Segment Start: DATA TO EXAMINE

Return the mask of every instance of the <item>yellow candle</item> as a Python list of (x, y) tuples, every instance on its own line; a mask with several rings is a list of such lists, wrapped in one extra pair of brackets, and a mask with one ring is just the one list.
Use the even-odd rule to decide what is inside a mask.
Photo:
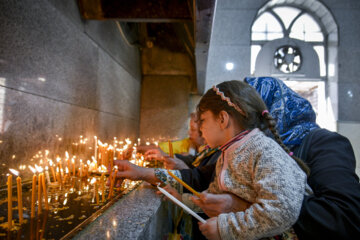
[(45, 198), (45, 209), (48, 211), (49, 210), (48, 195), (47, 195), (47, 189), (46, 189), (46, 184), (45, 184), (45, 176), (43, 173), (41, 173), (41, 182), (42, 182), (42, 189), (43, 189), (44, 198)]
[(23, 223), (23, 202), (22, 202), (22, 184), (21, 184), (21, 177), (18, 176), (16, 178), (17, 183), (17, 195), (18, 195), (18, 211), (19, 211), (19, 222), (20, 224)]
[(51, 169), (51, 174), (53, 176), (54, 182), (56, 182), (56, 175), (55, 175), (55, 170), (54, 170), (52, 161), (50, 162), (50, 169)]
[(173, 158), (173, 157), (174, 157), (173, 145), (172, 145), (172, 142), (171, 142), (170, 140), (168, 141), (168, 143), (169, 143), (169, 156), (170, 156), (171, 158)]
[(36, 171), (34, 168), (29, 166), (31, 171), (34, 173), (32, 179), (32, 192), (31, 192), (31, 218), (35, 217), (35, 196), (36, 196)]
[(39, 178), (38, 178), (38, 215), (41, 214), (41, 208), (42, 208), (41, 175), (42, 173), (39, 174)]
[(8, 176), (8, 227), (12, 228), (12, 175)]
[(71, 159), (72, 165), (73, 165), (73, 176), (75, 177), (75, 160)]
[(95, 182), (95, 197), (96, 197), (96, 204), (99, 205), (99, 184), (98, 181), (96, 180)]
[(111, 173), (111, 175), (109, 176), (110, 178), (110, 189), (109, 189), (109, 195), (108, 195), (108, 199), (112, 198), (112, 195), (113, 195), (113, 191), (114, 191), (114, 173)]
[(101, 191), (102, 191), (102, 194), (101, 194), (101, 201), (102, 202), (105, 202), (105, 173), (101, 174), (101, 177), (100, 177), (100, 185), (101, 185)]
[(173, 177), (176, 181), (178, 181), (181, 185), (183, 185), (184, 187), (186, 187), (190, 192), (192, 192), (193, 194), (195, 194), (197, 197), (200, 197), (200, 193), (198, 193), (197, 191), (195, 191), (192, 187), (190, 187), (189, 185), (187, 185), (185, 182), (183, 182), (180, 178), (178, 178), (177, 176), (175, 176), (172, 172), (170, 172), (169, 170), (167, 171), (168, 174)]

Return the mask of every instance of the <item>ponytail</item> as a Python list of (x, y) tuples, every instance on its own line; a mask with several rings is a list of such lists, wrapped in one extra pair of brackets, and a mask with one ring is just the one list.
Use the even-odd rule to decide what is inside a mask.
[(285, 150), (285, 152), (287, 152), (295, 160), (295, 162), (306, 173), (306, 175), (309, 176), (310, 175), (310, 168), (306, 165), (306, 163), (303, 160), (301, 160), (300, 158), (294, 156), (293, 152), (291, 152), (290, 149), (283, 143), (283, 141), (281, 140), (281, 137), (279, 135), (279, 132), (276, 130), (276, 121), (271, 116), (269, 111), (264, 110), (262, 112), (262, 117), (267, 122), (267, 126), (268, 126), (269, 130), (271, 131), (271, 133), (274, 135), (275, 141)]

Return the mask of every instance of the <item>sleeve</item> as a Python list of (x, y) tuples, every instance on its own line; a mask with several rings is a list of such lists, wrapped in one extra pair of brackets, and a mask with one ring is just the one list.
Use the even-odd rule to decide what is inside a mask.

Segment End: DATA TO EXAMINE

EXERCISE DETAILS |
Copy the records above exactly. Do not carry any picture into the copy.

ANSWER SPACE |
Return the mask of every instance of the <item>yellow candle</item> as a Python list of (x, y) tuples, every instance on its own line; a mask with several rings is a list of such lists, wrapped in one extra pair of brackets, and a mask with one ring is just the one list.
Use the even-odd rule to decide what is inside a mask.
Photo:
[(45, 198), (45, 209), (48, 211), (49, 210), (48, 195), (47, 195), (47, 189), (46, 189), (46, 184), (45, 184), (45, 176), (43, 173), (41, 173), (41, 182), (42, 182), (42, 189), (43, 189), (44, 198)]
[(23, 223), (23, 202), (22, 202), (22, 184), (21, 184), (21, 177), (18, 176), (16, 178), (17, 183), (17, 195), (18, 195), (18, 211), (19, 211), (19, 222), (20, 224)]
[(51, 169), (51, 174), (53, 176), (54, 182), (56, 182), (56, 175), (55, 175), (55, 170), (54, 170), (52, 161), (50, 162), (50, 169)]
[(173, 158), (173, 157), (174, 157), (173, 145), (172, 145), (172, 142), (171, 142), (170, 140), (168, 141), (168, 143), (169, 143), (169, 156), (170, 156), (171, 158)]
[(36, 171), (34, 168), (29, 166), (31, 171), (34, 173), (32, 179), (32, 192), (31, 192), (31, 218), (35, 217), (35, 196), (36, 196)]
[(39, 178), (38, 178), (38, 215), (41, 214), (41, 208), (42, 208), (41, 175), (42, 173), (39, 174)]
[(8, 176), (8, 227), (12, 228), (12, 175)]
[(71, 159), (72, 165), (73, 165), (73, 176), (75, 177), (75, 160)]
[(95, 182), (95, 197), (96, 197), (96, 204), (99, 205), (99, 184), (98, 181), (96, 180)]
[(111, 173), (111, 175), (109, 176), (110, 178), (110, 189), (109, 189), (109, 195), (108, 195), (108, 199), (112, 198), (112, 195), (113, 195), (113, 191), (114, 191), (114, 173)]
[(101, 191), (102, 191), (102, 194), (101, 194), (101, 201), (102, 202), (105, 202), (105, 173), (101, 174), (101, 177), (100, 177), (100, 185), (101, 185)]
[(173, 177), (176, 181), (178, 181), (181, 185), (183, 185), (184, 187), (186, 187), (190, 192), (192, 192), (193, 194), (195, 194), (197, 197), (200, 197), (200, 193), (198, 193), (197, 191), (195, 191), (192, 187), (190, 187), (189, 185), (187, 185), (185, 182), (183, 182), (180, 178), (178, 178), (177, 176), (175, 176), (172, 172), (170, 172), (169, 170), (167, 171), (168, 174)]

Return the mask of every instance of the <item>ponytail</item> as a Python list of (x, y) tuples, every instance on its own line; a mask with several rings is a list of such lists, wrapped in one extra pair of brackets, and a mask with one ring is just the one list.
Use the even-odd rule to decide what is inside a mask.
[(285, 150), (285, 152), (287, 152), (295, 160), (295, 162), (306, 173), (306, 175), (309, 176), (310, 175), (310, 168), (306, 165), (306, 163), (303, 160), (301, 160), (300, 158), (294, 156), (293, 152), (291, 152), (290, 149), (283, 143), (283, 141), (281, 140), (281, 137), (279, 135), (279, 132), (276, 130), (276, 121), (271, 116), (269, 111), (264, 110), (262, 112), (262, 117), (267, 122), (267, 126), (268, 126), (269, 130), (271, 131), (271, 133), (274, 135), (275, 141)]

Return the mask of every instance of the <item>sleeve</item> as a Python list of (x, y) tuples, every instance on its own line; a mask with several rings is a list of such lists, wrapped in one extra pair of brackets, and a mask with one ring is just the one list.
Use the even-odd rule to decide what is inside a mask.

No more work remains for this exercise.